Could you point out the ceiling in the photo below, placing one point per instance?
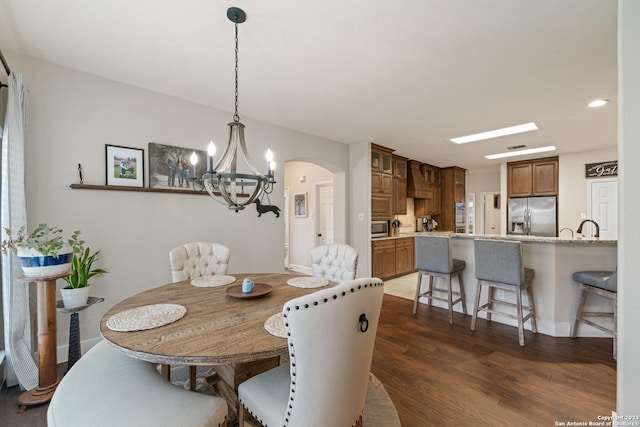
(406, 74)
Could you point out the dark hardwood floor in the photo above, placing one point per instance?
(438, 375)
(441, 375)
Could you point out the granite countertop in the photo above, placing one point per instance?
(532, 239)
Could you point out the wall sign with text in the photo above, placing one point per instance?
(597, 170)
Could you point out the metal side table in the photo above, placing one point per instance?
(74, 328)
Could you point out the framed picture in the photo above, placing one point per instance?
(124, 166)
(300, 205)
(171, 167)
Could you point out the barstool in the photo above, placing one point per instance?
(601, 283)
(499, 265)
(433, 259)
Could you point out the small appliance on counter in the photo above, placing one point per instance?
(425, 224)
(395, 227)
(379, 229)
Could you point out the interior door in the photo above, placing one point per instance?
(491, 214)
(324, 214)
(602, 201)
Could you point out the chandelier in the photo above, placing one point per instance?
(223, 180)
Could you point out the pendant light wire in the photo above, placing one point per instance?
(236, 117)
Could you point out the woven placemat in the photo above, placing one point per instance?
(146, 317)
(275, 326)
(212, 281)
(308, 282)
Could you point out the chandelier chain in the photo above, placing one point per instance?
(236, 117)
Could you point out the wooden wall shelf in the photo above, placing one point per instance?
(138, 189)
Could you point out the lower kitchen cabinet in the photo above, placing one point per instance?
(405, 255)
(392, 257)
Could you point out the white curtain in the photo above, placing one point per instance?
(21, 368)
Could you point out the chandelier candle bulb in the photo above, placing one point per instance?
(211, 150)
(194, 161)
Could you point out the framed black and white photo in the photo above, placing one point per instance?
(171, 167)
(300, 205)
(124, 166)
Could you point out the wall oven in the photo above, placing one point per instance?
(379, 229)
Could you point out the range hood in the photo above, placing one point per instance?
(416, 184)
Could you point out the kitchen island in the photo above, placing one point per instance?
(554, 261)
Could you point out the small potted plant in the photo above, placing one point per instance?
(77, 291)
(41, 252)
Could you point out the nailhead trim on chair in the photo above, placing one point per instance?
(292, 355)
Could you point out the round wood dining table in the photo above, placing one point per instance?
(217, 329)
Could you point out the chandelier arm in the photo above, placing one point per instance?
(243, 147)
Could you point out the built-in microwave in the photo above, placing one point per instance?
(379, 228)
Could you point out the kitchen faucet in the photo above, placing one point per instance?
(566, 228)
(579, 230)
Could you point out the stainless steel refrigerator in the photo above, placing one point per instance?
(534, 216)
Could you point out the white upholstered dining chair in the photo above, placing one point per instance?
(331, 334)
(336, 262)
(197, 259)
(193, 260)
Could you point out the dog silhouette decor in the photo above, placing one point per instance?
(266, 208)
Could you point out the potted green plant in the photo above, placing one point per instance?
(77, 291)
(41, 252)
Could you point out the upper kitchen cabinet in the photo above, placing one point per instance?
(533, 177)
(399, 205)
(381, 182)
(381, 159)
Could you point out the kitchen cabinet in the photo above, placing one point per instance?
(405, 255)
(533, 178)
(399, 205)
(383, 258)
(381, 182)
(393, 257)
(453, 199)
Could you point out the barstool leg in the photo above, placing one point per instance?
(476, 304)
(463, 299)
(615, 328)
(450, 297)
(573, 331)
(532, 306)
(490, 302)
(520, 322)
(418, 286)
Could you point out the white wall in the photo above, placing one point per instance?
(572, 184)
(73, 116)
(628, 391)
(360, 204)
(302, 230)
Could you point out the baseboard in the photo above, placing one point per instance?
(301, 269)
(62, 352)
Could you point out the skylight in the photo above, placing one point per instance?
(526, 127)
(520, 152)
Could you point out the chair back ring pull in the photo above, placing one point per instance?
(364, 323)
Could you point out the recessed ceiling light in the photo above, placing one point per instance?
(598, 103)
(520, 152)
(527, 127)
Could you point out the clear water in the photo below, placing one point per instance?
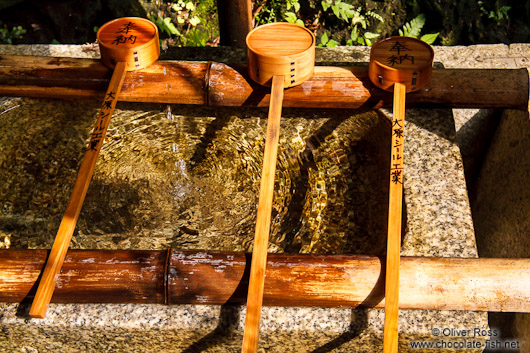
(188, 177)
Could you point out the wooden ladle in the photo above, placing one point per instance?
(401, 65)
(126, 44)
(279, 55)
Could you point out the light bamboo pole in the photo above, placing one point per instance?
(126, 44)
(206, 277)
(219, 84)
(402, 65)
(280, 55)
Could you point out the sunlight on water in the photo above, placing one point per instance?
(188, 177)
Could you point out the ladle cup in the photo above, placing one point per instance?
(280, 55)
(126, 44)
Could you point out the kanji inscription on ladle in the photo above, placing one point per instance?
(121, 39)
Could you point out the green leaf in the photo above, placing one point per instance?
(413, 28)
(354, 33)
(290, 17)
(332, 43)
(335, 10)
(429, 38)
(194, 21)
(296, 6)
(324, 39)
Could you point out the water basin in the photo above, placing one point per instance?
(188, 177)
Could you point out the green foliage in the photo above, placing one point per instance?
(278, 11)
(8, 35)
(414, 27)
(187, 23)
(356, 19)
(498, 14)
(326, 42)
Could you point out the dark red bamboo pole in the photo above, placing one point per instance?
(218, 84)
(211, 277)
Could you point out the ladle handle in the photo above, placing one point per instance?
(390, 338)
(68, 223)
(261, 237)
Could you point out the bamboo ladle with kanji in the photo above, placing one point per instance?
(401, 65)
(126, 44)
(279, 55)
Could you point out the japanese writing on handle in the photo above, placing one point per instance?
(399, 54)
(102, 122)
(124, 34)
(398, 135)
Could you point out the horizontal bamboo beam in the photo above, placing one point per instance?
(217, 84)
(211, 277)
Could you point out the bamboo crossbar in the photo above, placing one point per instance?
(217, 84)
(210, 277)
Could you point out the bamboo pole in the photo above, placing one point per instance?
(401, 65)
(263, 221)
(69, 221)
(127, 43)
(218, 84)
(281, 55)
(393, 249)
(213, 278)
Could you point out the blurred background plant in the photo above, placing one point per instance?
(8, 35)
(334, 22)
(185, 23)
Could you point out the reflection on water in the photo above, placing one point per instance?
(188, 177)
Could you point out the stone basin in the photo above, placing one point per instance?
(331, 198)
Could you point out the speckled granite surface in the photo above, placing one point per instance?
(438, 224)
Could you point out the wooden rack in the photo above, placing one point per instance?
(217, 84)
(212, 277)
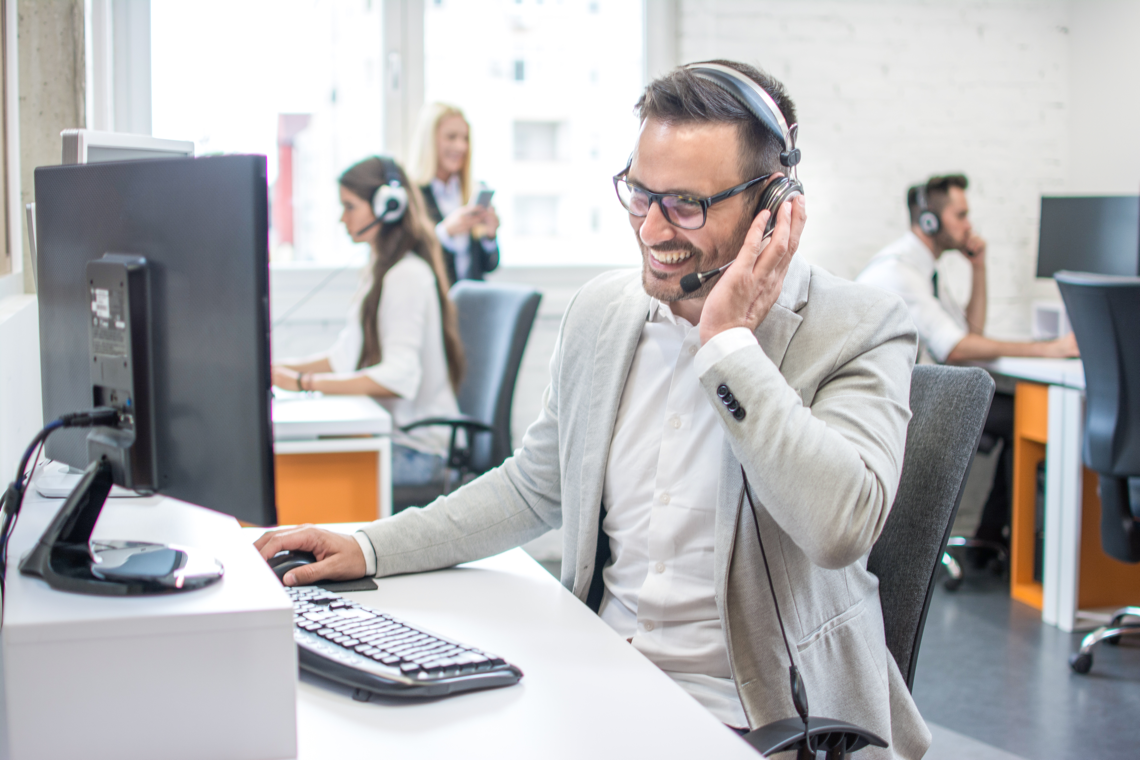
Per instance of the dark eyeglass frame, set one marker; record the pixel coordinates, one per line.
(658, 197)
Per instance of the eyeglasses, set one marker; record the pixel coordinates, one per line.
(683, 211)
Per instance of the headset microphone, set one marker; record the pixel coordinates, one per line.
(693, 280)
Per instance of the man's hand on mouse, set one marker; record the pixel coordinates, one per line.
(339, 556)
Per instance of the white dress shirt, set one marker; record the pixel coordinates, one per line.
(906, 267)
(449, 197)
(413, 364)
(659, 496)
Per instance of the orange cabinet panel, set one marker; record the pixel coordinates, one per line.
(327, 488)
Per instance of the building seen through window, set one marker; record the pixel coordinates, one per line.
(296, 80)
(548, 87)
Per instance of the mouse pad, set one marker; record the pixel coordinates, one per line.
(340, 587)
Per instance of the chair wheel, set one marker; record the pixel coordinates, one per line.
(1081, 663)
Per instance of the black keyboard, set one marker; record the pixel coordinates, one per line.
(377, 654)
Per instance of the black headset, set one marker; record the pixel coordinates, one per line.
(390, 199)
(760, 105)
(928, 221)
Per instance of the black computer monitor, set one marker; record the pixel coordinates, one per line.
(200, 227)
(1090, 234)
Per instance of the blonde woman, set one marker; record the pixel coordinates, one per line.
(442, 170)
(401, 342)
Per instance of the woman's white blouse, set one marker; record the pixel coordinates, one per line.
(413, 364)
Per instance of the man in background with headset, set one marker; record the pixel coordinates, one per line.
(950, 334)
(665, 390)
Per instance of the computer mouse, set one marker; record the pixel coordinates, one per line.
(286, 561)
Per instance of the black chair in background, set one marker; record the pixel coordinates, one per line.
(495, 323)
(1105, 313)
(949, 408)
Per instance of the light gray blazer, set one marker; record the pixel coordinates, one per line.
(827, 400)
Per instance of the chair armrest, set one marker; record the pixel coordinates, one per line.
(469, 424)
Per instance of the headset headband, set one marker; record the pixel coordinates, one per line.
(758, 103)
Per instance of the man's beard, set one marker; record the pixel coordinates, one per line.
(654, 282)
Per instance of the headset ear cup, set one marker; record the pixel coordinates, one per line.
(929, 222)
(389, 203)
(778, 193)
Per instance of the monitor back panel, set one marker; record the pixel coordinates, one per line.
(202, 223)
(1093, 234)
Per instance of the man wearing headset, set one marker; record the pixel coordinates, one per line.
(664, 395)
(950, 334)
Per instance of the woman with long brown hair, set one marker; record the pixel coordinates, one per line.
(401, 342)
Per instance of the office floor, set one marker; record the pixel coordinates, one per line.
(990, 670)
(994, 684)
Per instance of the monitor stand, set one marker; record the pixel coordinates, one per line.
(68, 560)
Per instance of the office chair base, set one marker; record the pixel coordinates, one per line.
(1081, 661)
(836, 737)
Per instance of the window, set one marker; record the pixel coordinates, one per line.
(536, 140)
(295, 80)
(548, 89)
(536, 214)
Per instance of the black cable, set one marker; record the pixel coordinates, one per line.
(798, 689)
(14, 496)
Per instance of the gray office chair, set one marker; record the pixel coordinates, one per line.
(1105, 313)
(949, 407)
(495, 323)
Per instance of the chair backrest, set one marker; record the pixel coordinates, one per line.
(495, 321)
(949, 408)
(1105, 313)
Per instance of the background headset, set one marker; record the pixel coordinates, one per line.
(928, 221)
(390, 199)
(765, 109)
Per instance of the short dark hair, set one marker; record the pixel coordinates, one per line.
(681, 97)
(937, 190)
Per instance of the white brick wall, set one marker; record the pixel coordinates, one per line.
(889, 92)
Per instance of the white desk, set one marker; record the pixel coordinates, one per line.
(205, 673)
(585, 693)
(1064, 474)
(315, 424)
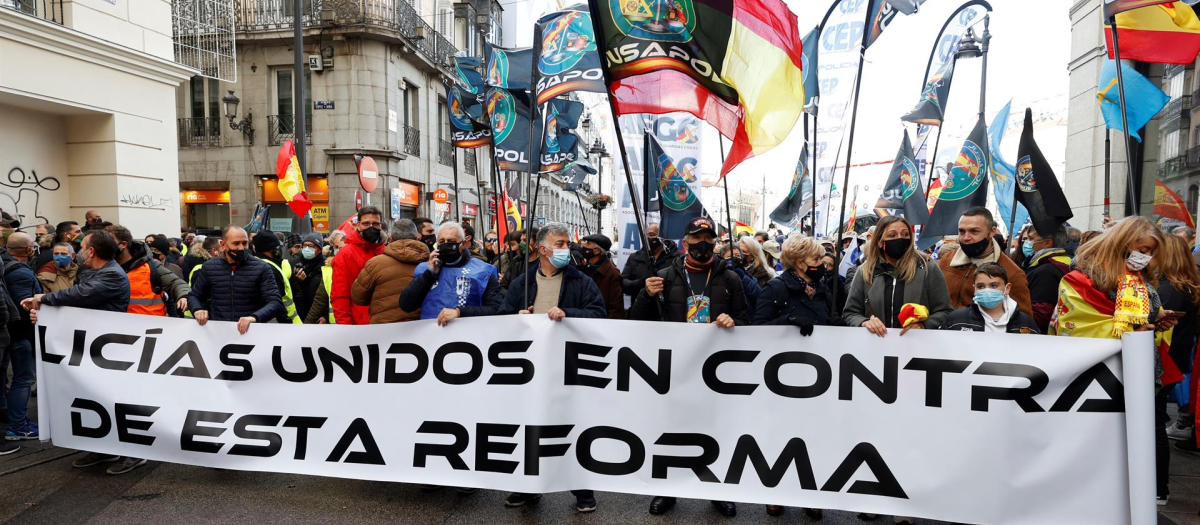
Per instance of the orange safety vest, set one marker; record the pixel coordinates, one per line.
(142, 297)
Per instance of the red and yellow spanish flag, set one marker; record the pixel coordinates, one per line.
(737, 64)
(287, 168)
(1163, 34)
(1168, 204)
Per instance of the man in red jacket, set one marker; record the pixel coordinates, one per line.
(365, 242)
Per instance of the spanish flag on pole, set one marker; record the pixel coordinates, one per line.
(1163, 34)
(737, 64)
(287, 168)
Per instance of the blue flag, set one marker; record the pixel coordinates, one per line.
(1145, 100)
(1003, 174)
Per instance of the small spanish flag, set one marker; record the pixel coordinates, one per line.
(287, 168)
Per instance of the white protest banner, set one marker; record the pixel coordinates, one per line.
(997, 429)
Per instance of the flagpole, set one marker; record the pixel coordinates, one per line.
(725, 183)
(850, 148)
(1125, 120)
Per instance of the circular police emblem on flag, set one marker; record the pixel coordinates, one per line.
(564, 42)
(503, 110)
(498, 68)
(673, 191)
(457, 113)
(966, 175)
(909, 179)
(664, 20)
(1025, 175)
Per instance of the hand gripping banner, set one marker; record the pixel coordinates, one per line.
(999, 429)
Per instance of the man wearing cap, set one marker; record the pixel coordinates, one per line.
(598, 265)
(694, 289)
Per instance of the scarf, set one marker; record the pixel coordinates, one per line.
(1132, 305)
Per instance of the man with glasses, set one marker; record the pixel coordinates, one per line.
(361, 245)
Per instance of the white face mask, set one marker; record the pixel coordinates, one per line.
(1138, 261)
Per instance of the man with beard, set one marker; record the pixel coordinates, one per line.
(598, 265)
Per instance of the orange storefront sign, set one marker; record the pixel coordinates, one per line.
(205, 197)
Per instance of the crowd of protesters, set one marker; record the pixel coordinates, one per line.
(1132, 276)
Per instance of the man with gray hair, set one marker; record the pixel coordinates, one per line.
(557, 290)
(385, 276)
(451, 283)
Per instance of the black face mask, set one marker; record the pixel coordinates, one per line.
(895, 248)
(701, 251)
(237, 255)
(449, 252)
(372, 235)
(976, 248)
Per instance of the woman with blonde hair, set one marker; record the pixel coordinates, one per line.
(1111, 289)
(897, 287)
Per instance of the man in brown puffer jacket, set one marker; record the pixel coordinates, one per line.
(385, 276)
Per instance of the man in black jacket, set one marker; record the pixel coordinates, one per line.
(641, 266)
(694, 289)
(234, 287)
(559, 291)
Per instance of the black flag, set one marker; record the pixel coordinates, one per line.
(964, 186)
(1037, 186)
(799, 198)
(903, 191)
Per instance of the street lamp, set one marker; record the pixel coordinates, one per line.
(245, 126)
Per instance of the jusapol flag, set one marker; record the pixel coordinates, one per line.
(737, 64)
(678, 205)
(1037, 186)
(965, 186)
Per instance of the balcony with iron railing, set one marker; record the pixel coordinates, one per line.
(388, 14)
(46, 10)
(445, 154)
(412, 140)
(199, 132)
(282, 127)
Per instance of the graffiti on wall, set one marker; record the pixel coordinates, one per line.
(21, 194)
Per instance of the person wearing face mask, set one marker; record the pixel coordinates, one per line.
(557, 290)
(385, 277)
(1045, 264)
(364, 242)
(641, 266)
(60, 272)
(237, 287)
(694, 289)
(994, 311)
(893, 273)
(595, 264)
(978, 247)
(453, 284)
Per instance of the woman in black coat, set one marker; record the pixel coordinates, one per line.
(799, 297)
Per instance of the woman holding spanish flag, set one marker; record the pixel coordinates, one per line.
(1113, 291)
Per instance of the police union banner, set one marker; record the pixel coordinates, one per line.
(989, 429)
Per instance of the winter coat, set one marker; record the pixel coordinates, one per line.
(1044, 271)
(885, 295)
(607, 279)
(102, 289)
(229, 294)
(385, 277)
(970, 319)
(472, 287)
(725, 294)
(347, 265)
(579, 297)
(53, 278)
(786, 299)
(640, 267)
(959, 273)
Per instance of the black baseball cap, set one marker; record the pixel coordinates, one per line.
(701, 224)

→ Your objective
Set down the line that contains "Per instance of the winter" exactly. Do the same for each later line of the data, through the end, and add nothing.

→ Task answer
Per instance of the winter coat, set one marker; record the pixel coordinates, one per line.
(1044, 271)
(885, 295)
(607, 279)
(102, 289)
(229, 294)
(385, 277)
(970, 319)
(472, 287)
(725, 294)
(347, 265)
(579, 297)
(53, 278)
(786, 299)
(640, 267)
(959, 273)
Per instance of the black baseball cap, set one marker; record the pixel coordinates, one per line.
(701, 224)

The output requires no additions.